Exercise requirements =>
Using the records below, filter for lines that contain the string "matrix" and copy them out.
(Dataset records begins)
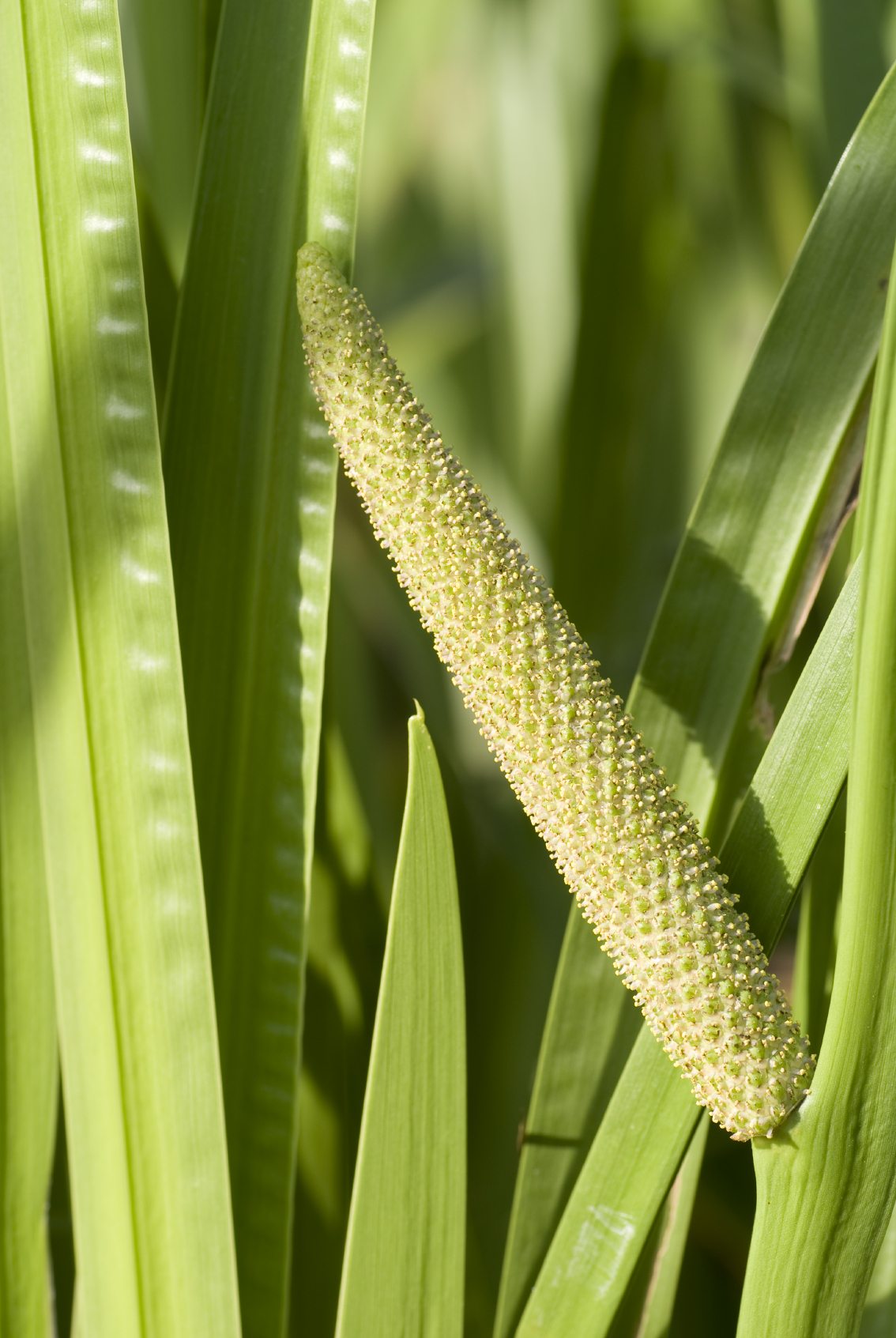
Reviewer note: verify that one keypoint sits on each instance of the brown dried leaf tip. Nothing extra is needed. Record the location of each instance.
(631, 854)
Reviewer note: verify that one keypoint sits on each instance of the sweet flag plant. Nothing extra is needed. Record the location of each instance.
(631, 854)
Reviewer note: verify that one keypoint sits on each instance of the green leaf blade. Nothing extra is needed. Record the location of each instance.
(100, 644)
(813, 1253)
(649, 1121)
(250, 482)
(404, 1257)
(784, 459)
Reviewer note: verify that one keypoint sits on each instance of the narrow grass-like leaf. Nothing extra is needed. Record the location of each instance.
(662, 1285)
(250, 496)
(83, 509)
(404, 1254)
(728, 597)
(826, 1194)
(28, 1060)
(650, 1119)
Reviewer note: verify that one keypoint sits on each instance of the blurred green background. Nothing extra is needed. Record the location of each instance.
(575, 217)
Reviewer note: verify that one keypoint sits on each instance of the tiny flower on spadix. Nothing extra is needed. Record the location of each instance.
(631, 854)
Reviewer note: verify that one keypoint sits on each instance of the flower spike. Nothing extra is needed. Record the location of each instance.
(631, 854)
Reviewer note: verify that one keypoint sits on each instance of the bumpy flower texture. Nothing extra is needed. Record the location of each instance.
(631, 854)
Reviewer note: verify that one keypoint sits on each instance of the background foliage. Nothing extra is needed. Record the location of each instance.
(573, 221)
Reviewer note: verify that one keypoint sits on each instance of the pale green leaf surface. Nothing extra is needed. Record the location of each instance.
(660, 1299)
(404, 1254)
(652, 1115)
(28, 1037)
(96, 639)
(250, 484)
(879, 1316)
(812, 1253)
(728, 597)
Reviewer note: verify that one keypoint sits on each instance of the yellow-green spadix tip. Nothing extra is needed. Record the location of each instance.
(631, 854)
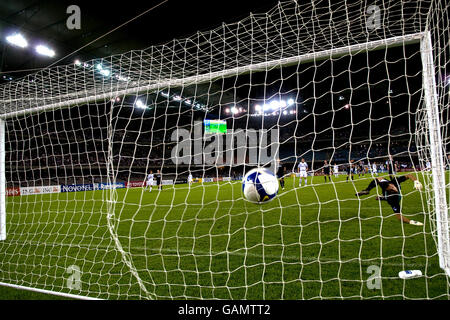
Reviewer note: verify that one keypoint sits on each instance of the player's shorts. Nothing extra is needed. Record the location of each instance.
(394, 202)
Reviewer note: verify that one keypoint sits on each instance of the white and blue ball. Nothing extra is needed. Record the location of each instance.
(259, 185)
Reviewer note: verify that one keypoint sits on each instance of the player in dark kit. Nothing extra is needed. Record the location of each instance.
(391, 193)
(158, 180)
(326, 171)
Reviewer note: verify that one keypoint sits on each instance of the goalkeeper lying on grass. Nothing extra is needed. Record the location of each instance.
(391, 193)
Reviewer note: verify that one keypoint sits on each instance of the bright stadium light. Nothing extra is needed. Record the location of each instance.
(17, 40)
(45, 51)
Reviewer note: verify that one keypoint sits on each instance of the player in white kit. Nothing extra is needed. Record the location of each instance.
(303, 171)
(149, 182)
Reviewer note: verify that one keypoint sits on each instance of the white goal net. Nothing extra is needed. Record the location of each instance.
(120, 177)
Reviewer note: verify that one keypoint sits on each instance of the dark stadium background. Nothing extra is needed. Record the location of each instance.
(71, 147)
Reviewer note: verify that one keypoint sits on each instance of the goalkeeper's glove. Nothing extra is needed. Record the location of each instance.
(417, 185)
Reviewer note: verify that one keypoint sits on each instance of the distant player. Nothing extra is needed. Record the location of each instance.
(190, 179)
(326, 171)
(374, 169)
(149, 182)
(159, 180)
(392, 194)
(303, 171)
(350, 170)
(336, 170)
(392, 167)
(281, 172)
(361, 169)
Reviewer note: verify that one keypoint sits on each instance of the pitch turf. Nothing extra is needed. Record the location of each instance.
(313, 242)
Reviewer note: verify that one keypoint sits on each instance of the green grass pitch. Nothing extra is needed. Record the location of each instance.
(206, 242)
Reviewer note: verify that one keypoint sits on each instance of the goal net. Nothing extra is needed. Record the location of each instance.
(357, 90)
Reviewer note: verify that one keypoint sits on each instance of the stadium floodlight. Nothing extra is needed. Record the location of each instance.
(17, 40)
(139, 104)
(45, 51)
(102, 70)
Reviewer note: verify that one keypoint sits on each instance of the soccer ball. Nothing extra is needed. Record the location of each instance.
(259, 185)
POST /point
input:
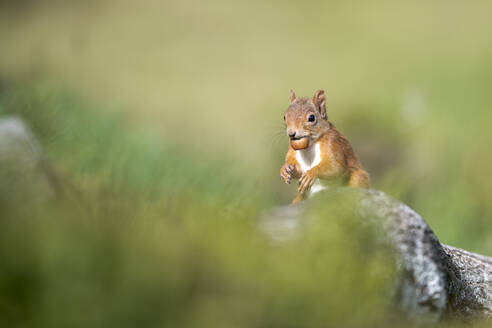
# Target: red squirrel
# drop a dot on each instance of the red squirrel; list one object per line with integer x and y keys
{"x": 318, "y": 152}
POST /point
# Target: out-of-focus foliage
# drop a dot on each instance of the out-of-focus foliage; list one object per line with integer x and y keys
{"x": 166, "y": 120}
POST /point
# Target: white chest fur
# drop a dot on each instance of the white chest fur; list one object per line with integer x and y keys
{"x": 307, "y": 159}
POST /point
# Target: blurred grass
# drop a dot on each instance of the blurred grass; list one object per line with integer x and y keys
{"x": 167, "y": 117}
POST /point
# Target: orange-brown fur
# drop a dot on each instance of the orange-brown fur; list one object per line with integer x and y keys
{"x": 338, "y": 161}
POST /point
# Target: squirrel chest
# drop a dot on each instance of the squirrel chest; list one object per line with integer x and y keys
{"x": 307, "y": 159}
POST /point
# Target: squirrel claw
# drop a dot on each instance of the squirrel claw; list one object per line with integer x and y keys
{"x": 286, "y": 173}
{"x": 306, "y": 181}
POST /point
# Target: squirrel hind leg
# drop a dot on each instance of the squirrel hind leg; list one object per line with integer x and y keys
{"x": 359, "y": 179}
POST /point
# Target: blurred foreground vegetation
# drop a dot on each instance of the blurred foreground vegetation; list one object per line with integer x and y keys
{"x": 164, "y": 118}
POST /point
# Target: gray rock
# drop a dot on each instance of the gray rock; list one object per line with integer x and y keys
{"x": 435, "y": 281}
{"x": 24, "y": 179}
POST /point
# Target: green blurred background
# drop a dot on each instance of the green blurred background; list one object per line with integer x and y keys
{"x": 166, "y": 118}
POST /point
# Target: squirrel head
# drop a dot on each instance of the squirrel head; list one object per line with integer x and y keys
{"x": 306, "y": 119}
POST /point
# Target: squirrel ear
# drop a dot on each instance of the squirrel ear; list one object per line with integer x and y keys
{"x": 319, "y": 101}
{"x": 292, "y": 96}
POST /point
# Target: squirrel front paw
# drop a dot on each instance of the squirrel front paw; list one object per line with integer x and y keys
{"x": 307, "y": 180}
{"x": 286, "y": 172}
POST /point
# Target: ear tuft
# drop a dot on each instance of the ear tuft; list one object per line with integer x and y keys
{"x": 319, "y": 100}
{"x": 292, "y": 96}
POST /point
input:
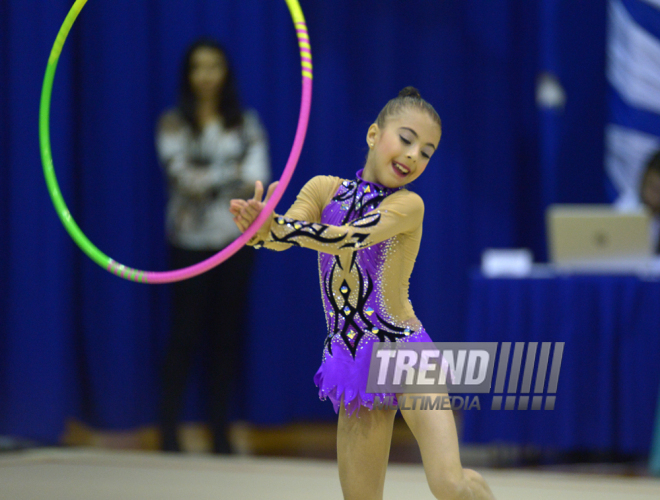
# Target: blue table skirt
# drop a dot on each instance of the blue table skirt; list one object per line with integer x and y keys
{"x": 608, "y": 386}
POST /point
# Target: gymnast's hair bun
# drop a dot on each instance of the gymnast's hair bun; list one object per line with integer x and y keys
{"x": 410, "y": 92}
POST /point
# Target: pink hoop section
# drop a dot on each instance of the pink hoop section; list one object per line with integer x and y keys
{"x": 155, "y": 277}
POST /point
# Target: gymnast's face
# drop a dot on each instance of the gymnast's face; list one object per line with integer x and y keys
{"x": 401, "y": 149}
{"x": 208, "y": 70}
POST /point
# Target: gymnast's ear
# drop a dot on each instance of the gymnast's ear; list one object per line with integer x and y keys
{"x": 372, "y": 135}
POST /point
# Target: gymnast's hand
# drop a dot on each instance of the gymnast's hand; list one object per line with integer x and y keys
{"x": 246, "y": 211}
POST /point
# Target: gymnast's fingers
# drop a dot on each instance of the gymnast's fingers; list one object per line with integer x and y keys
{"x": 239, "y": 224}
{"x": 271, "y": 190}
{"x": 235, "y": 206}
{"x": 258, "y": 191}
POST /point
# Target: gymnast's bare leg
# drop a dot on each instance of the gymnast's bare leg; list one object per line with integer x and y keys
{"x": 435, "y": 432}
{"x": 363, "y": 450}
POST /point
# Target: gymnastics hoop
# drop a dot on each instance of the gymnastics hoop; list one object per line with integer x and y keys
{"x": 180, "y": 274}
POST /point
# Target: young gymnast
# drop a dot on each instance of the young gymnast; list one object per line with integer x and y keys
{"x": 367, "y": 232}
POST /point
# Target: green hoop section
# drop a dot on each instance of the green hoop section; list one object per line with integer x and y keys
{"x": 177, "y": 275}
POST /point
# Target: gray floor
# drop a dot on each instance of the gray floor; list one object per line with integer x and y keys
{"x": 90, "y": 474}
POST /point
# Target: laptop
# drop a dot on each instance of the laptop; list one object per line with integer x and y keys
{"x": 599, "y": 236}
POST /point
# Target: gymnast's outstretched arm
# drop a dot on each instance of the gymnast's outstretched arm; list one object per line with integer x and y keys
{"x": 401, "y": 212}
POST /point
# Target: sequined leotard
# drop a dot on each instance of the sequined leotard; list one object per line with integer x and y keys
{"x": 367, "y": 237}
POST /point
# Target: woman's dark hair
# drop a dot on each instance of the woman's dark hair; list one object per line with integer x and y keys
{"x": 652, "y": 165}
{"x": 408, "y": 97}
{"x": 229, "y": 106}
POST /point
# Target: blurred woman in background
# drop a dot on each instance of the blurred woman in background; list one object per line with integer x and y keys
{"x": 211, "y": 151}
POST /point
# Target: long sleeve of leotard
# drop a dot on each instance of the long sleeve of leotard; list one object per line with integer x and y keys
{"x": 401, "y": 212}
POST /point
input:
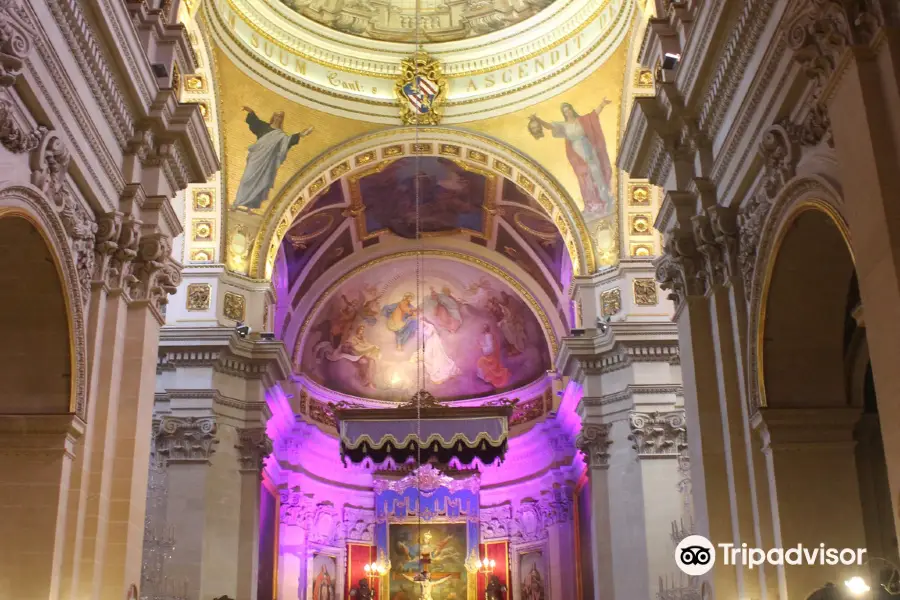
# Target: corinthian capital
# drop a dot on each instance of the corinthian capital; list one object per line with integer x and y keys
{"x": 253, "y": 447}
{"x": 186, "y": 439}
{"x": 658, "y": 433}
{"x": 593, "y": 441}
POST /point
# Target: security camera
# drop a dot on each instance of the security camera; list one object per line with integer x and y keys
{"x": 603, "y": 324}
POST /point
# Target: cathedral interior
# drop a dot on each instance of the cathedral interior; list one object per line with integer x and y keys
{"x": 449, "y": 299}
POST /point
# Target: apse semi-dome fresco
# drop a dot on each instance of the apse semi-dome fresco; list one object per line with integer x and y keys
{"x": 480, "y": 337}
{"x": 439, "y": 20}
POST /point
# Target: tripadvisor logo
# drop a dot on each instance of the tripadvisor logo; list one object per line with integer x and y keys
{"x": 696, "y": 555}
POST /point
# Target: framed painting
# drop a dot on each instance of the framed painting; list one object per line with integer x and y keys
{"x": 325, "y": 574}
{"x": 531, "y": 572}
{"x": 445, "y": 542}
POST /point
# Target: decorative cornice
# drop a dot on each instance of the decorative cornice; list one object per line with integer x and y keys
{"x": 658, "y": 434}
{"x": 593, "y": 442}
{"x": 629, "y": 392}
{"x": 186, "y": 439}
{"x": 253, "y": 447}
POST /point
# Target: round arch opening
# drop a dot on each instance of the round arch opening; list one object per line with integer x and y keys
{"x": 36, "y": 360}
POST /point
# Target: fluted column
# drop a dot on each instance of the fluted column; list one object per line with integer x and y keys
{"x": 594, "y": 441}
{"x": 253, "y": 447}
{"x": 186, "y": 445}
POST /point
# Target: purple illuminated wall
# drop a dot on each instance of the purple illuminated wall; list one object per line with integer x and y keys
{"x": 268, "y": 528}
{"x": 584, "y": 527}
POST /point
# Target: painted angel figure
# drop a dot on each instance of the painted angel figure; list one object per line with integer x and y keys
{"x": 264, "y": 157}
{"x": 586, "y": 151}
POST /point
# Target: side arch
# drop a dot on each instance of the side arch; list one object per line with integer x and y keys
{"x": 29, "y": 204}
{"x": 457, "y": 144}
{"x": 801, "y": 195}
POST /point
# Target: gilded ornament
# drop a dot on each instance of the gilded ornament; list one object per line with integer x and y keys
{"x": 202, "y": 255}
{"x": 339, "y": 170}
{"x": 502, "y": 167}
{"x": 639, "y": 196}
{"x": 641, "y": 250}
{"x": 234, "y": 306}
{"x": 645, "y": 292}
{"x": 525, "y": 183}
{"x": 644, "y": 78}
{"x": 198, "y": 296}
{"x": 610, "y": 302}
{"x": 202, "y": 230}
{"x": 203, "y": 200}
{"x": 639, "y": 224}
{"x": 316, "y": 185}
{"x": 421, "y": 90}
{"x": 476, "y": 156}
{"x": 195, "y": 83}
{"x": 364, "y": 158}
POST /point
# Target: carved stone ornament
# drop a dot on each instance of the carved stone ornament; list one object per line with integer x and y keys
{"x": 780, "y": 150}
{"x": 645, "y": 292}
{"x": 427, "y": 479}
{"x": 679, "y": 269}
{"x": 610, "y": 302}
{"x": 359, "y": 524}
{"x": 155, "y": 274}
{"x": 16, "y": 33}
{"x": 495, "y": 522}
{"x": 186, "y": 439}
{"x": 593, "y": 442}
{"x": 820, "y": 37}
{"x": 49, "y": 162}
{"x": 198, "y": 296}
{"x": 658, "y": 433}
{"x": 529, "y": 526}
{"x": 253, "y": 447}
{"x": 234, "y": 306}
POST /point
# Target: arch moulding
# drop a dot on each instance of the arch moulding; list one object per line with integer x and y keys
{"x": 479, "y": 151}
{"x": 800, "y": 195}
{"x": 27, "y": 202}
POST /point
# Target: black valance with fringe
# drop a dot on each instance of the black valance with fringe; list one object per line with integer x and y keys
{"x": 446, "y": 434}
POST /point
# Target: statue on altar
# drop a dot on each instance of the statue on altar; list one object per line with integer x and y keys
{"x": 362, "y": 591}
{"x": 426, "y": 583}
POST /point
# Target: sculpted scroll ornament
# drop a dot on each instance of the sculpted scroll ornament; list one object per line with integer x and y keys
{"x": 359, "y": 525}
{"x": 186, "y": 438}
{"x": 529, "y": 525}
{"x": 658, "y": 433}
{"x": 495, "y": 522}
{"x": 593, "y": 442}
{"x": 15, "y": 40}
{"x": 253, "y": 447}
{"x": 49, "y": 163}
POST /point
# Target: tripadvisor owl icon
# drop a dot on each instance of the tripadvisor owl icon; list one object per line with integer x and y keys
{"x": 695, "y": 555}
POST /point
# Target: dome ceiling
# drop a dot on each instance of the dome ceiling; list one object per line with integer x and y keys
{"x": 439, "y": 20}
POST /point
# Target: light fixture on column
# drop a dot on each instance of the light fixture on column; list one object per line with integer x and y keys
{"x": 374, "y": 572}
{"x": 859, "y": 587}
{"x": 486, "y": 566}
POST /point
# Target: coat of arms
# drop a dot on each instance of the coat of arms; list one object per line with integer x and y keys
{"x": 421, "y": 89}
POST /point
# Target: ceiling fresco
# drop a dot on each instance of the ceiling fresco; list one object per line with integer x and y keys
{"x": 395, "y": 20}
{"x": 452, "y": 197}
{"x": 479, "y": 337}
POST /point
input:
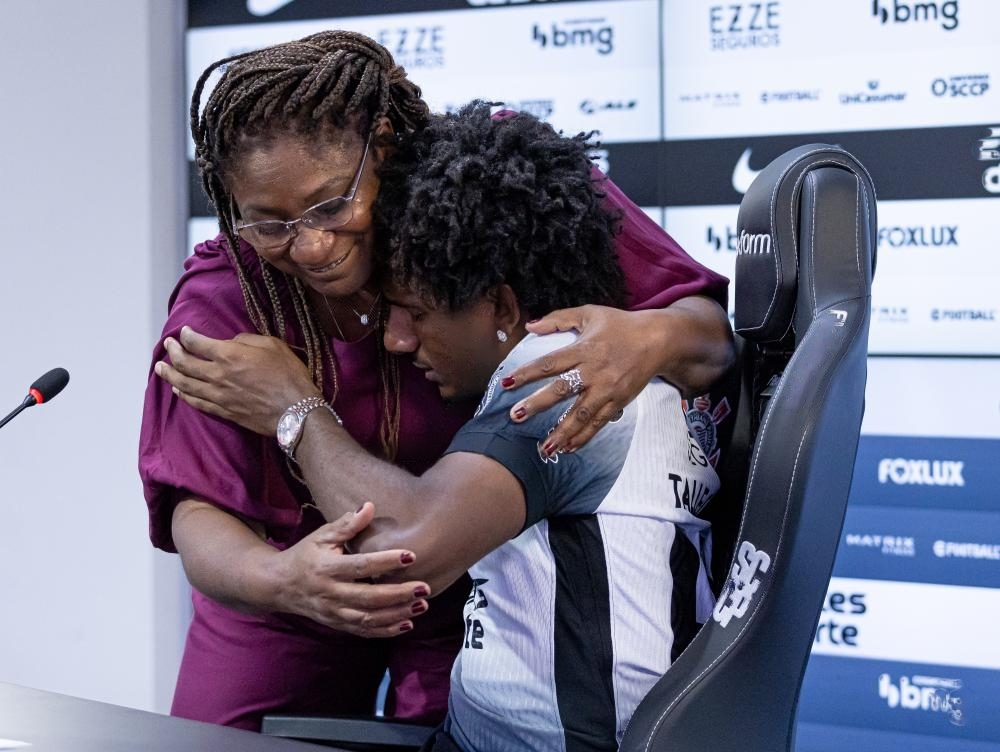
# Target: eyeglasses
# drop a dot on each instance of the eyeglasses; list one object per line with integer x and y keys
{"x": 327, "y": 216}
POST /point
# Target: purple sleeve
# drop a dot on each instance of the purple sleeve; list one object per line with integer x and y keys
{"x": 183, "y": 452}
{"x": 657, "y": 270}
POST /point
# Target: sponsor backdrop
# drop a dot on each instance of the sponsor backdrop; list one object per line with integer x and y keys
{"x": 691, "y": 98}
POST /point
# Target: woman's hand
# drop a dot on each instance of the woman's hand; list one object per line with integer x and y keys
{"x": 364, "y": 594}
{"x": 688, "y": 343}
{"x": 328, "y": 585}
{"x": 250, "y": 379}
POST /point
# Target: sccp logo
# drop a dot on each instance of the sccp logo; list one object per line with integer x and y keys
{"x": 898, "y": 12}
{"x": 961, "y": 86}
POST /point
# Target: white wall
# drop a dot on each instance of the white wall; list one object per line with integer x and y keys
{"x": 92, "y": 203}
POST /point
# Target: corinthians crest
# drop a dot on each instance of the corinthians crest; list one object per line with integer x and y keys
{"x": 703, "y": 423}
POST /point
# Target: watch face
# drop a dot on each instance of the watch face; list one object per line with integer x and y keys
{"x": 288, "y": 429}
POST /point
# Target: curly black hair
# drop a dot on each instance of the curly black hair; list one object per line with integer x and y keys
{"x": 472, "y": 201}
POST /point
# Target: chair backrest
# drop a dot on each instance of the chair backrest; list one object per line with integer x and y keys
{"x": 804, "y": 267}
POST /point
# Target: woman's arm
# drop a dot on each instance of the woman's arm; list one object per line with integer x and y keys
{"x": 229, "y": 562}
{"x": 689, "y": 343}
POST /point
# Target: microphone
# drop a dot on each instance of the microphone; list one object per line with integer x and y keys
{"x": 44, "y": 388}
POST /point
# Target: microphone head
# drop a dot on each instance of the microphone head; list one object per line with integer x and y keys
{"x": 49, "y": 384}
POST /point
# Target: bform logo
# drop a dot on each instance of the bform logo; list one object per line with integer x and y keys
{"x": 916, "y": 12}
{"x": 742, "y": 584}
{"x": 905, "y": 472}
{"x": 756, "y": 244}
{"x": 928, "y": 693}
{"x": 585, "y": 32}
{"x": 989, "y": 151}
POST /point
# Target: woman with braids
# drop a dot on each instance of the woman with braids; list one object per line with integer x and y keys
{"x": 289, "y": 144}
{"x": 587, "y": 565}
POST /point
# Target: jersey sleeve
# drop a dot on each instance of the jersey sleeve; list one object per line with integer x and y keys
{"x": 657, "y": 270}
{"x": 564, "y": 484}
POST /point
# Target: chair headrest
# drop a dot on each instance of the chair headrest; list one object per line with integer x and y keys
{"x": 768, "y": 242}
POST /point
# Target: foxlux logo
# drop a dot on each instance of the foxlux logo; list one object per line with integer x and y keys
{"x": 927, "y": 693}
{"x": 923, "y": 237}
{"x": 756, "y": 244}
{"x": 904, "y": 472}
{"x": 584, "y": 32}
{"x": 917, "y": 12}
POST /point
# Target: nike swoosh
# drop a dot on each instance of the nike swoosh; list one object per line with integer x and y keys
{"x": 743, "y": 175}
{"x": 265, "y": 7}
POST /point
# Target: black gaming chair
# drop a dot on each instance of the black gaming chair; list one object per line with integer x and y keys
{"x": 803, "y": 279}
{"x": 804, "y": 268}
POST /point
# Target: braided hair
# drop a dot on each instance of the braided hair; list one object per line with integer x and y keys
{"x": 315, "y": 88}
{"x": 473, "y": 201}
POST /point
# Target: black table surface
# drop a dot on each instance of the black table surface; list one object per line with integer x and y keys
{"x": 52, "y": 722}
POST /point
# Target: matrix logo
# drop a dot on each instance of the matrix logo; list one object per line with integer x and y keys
(Dataset records ends)
Output of the task =>
# Target: matrix logo
# drop a dot on each instance of the matrix logo; list one object per line with integer x and y keys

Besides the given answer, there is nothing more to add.